Dataset entries:
--- START ---

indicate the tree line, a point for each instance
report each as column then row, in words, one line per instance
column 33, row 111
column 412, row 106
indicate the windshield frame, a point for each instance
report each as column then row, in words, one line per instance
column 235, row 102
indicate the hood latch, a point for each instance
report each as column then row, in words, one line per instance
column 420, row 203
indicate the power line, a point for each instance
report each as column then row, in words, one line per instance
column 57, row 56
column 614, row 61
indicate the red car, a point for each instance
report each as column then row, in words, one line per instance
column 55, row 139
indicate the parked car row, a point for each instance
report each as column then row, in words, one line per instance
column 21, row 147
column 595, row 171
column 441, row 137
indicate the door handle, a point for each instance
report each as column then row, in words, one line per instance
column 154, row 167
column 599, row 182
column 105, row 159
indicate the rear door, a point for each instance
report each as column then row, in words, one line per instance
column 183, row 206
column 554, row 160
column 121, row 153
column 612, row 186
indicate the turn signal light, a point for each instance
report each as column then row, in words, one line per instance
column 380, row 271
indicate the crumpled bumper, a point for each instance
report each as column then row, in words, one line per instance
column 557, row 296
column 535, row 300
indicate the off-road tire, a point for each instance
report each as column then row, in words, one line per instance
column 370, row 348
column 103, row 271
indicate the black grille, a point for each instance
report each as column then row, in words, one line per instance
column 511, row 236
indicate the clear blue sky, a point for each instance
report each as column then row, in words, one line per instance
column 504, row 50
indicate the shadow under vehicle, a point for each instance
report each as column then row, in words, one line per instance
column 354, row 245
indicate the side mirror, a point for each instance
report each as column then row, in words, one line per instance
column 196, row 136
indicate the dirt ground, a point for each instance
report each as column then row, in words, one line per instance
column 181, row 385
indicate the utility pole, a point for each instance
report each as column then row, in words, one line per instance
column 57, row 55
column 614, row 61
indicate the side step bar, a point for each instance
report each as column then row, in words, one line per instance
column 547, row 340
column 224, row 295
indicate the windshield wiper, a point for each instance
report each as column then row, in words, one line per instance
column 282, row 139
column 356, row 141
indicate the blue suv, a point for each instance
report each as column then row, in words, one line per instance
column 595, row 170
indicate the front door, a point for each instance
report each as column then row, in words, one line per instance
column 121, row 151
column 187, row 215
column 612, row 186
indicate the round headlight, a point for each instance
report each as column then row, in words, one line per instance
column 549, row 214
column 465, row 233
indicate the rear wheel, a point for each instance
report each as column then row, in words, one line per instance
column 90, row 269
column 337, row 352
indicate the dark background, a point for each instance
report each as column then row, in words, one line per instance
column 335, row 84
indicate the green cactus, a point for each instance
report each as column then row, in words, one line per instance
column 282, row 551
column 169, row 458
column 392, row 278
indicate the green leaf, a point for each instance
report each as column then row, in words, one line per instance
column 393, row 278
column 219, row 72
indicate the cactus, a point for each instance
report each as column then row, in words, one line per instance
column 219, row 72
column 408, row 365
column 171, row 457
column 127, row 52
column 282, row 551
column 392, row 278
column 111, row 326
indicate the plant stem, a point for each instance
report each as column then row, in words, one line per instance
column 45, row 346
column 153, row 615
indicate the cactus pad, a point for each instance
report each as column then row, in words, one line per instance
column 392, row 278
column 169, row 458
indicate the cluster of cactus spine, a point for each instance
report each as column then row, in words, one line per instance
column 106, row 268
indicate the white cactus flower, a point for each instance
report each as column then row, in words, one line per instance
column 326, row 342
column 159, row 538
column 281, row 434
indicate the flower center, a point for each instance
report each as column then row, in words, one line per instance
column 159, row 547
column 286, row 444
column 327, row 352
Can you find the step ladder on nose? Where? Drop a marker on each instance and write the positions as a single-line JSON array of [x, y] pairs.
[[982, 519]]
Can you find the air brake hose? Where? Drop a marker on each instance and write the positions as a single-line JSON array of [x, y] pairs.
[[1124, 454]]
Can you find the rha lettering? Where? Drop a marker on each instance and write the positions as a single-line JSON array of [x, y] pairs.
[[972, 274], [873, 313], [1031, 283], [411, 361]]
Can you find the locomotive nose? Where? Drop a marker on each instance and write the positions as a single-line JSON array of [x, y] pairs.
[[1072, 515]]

--- END ---

WORK TO COMPLETE:
Repeat every record exactly, so that nothing is lost or altered.

OUTPUT OF THE EXERCISE:
indicate the tree line, a point for each instance
report each as column then row, in words, one line per instance
column 33, row 111
column 412, row 106
indicate the windshield frame, a point for each instance
report each as column then row, in words, one line per instance
column 235, row 102
indicate the hood latch, a point for each instance
report each as column then row, in words, one line per instance
column 420, row 203
indicate the power line, a point for each instance
report each as column then row, in words, one line per instance
column 57, row 56
column 614, row 61
indicate the red car, a point for each instance
report each as column then row, in words, one line per instance
column 55, row 139
indicate the parked car row, a point for each instance
report each as column then row, in words, one line per instance
column 21, row 147
column 595, row 171
column 441, row 137
indicate the door handle, a point for each instance
report each as column then row, in words, one line per instance
column 154, row 167
column 599, row 182
column 105, row 159
indicate the rear door, a point for each instance
report each as column then row, in words, one line per instance
column 183, row 206
column 554, row 160
column 121, row 153
column 612, row 186
indicate the turn signal light, a point for each instance
report each as column then row, in words, one line per instance
column 380, row 271
indicate the crumpled bumper, a point for each instance
report each as column then row, in words, one line per instance
column 557, row 296
column 535, row 300
indicate the off-road tire, a point for each instance
report each as column then row, in words, one line per instance
column 370, row 348
column 103, row 271
indicate the black grille, a point for each instance
report each as column then row, in words, one line per instance
column 511, row 236
indicate the clear blue sky, a point for each instance
report each as column then row, in words, one line per instance
column 504, row 50
indicate the shadow under vehicle, a point for each instance
report each as column then row, in words, one line per instance
column 354, row 245
indicate the side mirror, a point for each instance
report each as column then row, in words, one line per instance
column 196, row 136
indicate the dirt ground, a point for each instance
report each as column then row, in words, one line per instance
column 181, row 385
indicate the utility pole, a point for each instance
report each as column then row, in words, one line per instance
column 57, row 55
column 614, row 61
indicate the side step bar, a point for each instance
report each as column then row, in words, one line per instance
column 547, row 340
column 224, row 295
indicate the windshield wiper, a point for each instance
report each as column then row, in words, one line per instance
column 282, row 139
column 356, row 141
indicate the blue suv, a point for each instance
report each as column then row, in words, one line per instance
column 595, row 170
indicate the front door, a point for each instance
report each as column then row, in words, one line per instance
column 121, row 151
column 187, row 215
column 612, row 186
indicate the round headlight, a point for each instance
report each as column then row, in words, one line per instance
column 549, row 214
column 465, row 233
indicate the rear wheel, a point for each instance
report each as column then row, in words, one line per instance
column 90, row 269
column 337, row 352
indicate the dark background, a point for each instance
report each as column then row, in words, one line per instance
column 335, row 84
indicate the green cactus, a point for each instance
report each as column then row, in words, one line per instance
column 282, row 551
column 169, row 458
column 392, row 278
indicate the green leaf, a point for each instance
report each as column then row, in words, one line per instance
column 393, row 278
column 219, row 72
indicate the cactus, a point for each instance
report each as column then row, in words, one line per instance
column 219, row 72
column 408, row 365
column 171, row 457
column 127, row 52
column 282, row 551
column 392, row 278
column 111, row 326
indicate the plant stem, a point for each instance
report each as column then row, in words, one line per instance
column 45, row 346
column 153, row 615
indicate the cactus pad, a point for each instance
report each as column then row, in words, one line per instance
column 392, row 278
column 169, row 458
indicate the cluster of cactus spine, a point for each instance
report each as column then row, in words, one line per instance
column 106, row 268
indicate the white cactus flower, a point for each instance
report each as column then row, in words, one line per instance
column 326, row 342
column 159, row 538
column 281, row 434
indicate the flower center, a point for each instance
report each as column then row, in words, one line per instance
column 159, row 547
column 286, row 444
column 327, row 352
Can you find the step ladder on nose? Where? Drop a marker on each instance and write the positions as a single-line JSON array of [x, y] pairs.
[[982, 519]]
Can you find the air brake hose? Where? Drop a marker on each instance and write the positions as a single-line JSON array of [x, y] pairs.
[[1124, 454]]
Can you find the rha lettering? Where? Drop a marker on each instance and write the positions as a single-line JSON array of [x, y] pairs.
[[972, 274], [873, 313], [1031, 283], [411, 361]]
Can you find the locomotive nose? Where? Drop a marker on each instance and write the positions as a single-line JSON array of [x, y] pairs.
[[1072, 515]]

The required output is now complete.